- Your goal
The line with "in red shirt" marks the start; write out that line and all following lines through the end of the listing, exactly.

####################

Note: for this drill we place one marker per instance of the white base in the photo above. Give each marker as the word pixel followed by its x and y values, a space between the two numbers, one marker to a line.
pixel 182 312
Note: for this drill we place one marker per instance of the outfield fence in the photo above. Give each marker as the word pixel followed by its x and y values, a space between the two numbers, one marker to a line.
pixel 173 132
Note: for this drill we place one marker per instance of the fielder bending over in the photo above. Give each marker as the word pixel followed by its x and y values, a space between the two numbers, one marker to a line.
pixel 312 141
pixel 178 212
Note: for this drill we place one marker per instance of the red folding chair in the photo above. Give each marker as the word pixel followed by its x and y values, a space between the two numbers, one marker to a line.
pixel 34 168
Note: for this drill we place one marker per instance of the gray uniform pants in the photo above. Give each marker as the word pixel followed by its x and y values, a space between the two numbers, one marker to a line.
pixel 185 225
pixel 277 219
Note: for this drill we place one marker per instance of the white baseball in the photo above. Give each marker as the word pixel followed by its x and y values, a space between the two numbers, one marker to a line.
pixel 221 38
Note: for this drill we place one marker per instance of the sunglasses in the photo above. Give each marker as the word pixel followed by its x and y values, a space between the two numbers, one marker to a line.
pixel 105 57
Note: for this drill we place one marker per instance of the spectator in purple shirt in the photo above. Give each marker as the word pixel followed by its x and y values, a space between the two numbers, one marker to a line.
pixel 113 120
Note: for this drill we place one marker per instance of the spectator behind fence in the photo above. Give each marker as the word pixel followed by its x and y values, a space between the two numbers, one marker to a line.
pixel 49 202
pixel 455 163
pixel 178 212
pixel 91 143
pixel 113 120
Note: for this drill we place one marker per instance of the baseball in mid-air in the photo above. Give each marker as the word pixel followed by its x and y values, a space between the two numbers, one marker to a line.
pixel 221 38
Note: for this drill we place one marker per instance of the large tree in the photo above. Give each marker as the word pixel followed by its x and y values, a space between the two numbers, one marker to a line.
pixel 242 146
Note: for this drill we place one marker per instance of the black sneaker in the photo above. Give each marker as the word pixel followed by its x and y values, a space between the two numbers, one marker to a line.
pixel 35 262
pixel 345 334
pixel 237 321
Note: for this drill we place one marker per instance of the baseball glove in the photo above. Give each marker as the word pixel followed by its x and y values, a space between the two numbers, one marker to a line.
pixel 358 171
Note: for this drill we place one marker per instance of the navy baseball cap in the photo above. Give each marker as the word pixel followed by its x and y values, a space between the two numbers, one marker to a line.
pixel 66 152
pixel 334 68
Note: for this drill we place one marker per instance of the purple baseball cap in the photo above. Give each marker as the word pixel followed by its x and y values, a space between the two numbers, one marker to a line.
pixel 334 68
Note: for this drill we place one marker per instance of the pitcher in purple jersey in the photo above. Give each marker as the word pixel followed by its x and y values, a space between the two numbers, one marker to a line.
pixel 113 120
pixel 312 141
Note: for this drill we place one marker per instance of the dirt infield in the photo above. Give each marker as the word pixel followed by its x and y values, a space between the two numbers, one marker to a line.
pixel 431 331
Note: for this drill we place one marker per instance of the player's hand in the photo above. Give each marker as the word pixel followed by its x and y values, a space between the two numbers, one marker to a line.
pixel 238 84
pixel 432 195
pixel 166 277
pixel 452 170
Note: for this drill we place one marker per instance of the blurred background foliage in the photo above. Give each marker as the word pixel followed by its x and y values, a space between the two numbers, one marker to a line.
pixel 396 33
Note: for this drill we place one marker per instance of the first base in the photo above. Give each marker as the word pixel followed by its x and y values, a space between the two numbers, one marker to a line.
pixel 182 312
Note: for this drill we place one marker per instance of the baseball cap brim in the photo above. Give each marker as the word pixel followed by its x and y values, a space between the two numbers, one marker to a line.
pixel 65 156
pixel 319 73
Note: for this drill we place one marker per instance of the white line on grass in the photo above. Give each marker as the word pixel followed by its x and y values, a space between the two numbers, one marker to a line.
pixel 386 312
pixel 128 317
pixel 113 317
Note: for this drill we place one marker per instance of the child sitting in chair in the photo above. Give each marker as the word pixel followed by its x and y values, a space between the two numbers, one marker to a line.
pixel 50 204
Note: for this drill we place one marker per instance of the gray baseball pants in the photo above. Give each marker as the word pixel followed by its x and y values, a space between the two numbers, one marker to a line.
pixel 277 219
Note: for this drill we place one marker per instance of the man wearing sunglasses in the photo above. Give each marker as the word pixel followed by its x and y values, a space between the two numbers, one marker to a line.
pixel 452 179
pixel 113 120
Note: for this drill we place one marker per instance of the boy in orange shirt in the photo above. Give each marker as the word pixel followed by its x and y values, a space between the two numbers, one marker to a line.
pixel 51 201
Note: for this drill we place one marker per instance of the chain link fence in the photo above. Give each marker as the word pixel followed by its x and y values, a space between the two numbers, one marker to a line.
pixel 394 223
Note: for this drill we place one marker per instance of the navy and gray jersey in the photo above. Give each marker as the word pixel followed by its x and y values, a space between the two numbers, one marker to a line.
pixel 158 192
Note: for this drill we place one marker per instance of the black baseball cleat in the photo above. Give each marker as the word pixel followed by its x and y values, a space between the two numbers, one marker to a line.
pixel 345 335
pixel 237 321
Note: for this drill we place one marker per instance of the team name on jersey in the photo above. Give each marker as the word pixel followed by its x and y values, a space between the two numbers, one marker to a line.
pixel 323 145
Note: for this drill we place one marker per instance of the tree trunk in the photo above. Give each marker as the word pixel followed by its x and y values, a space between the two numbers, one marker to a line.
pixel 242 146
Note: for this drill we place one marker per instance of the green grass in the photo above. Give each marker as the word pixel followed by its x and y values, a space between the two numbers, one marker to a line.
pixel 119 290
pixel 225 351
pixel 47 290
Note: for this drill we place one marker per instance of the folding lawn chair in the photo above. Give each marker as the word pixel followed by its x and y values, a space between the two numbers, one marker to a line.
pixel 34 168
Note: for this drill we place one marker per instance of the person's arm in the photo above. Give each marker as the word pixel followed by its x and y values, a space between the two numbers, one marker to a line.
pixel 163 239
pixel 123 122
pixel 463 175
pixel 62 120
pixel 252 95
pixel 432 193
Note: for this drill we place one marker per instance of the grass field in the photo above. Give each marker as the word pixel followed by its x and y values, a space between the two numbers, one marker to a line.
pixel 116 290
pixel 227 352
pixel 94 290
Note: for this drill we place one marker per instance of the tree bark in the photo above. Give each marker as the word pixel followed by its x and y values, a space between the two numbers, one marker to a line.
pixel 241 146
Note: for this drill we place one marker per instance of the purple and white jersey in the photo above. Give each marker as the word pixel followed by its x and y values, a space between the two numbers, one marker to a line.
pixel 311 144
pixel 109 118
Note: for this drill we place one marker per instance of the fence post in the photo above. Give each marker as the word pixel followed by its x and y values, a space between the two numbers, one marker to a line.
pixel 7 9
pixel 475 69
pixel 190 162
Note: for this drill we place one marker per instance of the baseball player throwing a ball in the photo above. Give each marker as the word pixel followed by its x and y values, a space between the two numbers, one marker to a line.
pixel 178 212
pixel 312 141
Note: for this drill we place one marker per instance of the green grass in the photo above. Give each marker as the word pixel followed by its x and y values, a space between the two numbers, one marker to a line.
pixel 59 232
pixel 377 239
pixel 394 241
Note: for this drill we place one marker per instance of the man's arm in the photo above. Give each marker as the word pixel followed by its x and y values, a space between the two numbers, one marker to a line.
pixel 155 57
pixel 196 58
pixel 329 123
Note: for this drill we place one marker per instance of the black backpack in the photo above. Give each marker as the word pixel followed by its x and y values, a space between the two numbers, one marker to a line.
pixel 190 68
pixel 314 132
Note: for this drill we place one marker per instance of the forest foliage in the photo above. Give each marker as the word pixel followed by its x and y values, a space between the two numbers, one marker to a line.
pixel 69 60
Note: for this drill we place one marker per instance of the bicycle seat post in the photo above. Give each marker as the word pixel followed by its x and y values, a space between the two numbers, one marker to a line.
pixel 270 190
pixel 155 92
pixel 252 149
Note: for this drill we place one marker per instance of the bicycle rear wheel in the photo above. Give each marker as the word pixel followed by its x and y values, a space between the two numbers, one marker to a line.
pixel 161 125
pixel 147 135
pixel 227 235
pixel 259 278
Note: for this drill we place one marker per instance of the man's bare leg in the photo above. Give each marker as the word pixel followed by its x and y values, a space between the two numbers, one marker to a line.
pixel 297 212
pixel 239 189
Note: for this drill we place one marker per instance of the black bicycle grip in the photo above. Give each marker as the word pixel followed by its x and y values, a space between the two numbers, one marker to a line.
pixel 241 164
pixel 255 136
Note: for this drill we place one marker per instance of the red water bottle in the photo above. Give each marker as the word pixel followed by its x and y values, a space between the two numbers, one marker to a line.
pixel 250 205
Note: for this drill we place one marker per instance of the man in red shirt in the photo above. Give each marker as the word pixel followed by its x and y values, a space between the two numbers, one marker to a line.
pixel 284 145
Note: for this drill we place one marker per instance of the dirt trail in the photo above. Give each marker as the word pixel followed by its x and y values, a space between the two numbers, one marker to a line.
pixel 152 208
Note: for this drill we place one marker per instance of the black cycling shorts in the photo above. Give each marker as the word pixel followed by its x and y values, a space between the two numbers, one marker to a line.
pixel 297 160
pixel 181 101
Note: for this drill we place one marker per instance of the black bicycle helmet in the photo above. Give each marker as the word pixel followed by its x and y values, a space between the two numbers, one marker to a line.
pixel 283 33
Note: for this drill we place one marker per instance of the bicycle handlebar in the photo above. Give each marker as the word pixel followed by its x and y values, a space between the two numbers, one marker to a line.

####################

- Exercise output
Note: for this drill we place one marker per instance of the man in red shirt in the photo above. Give each marker as the word pixel followed by its x and y values, a space between the two numbers, one marker to a line.
pixel 284 145
Note: for this drill we place one marker per instance of the dirt trail in the photo above. Give each marker as the word pixel followed by its x and y values, a space between the two numbers, one marker to a line.
pixel 152 208
Note: for this drill we place one marker per instance of the black cycling shorts in the photo above. Give each marker as the word pixel followed by its x and y values, a space between the two numbers, one marker to a line.
pixel 297 160
pixel 181 101
Note: for this drill we place one marker per instance of the black bicycle helmet in the photo above. Give each marker as the word pixel followed by its x and y values, a space between the two numbers, one marker to a line.
pixel 283 33
Note: for this drill we place one marker per instance of the bicycle handlebar in the photo above. Give each marker as the word pixel followed by its x and y values, a space between the two numbers, one marker to a line.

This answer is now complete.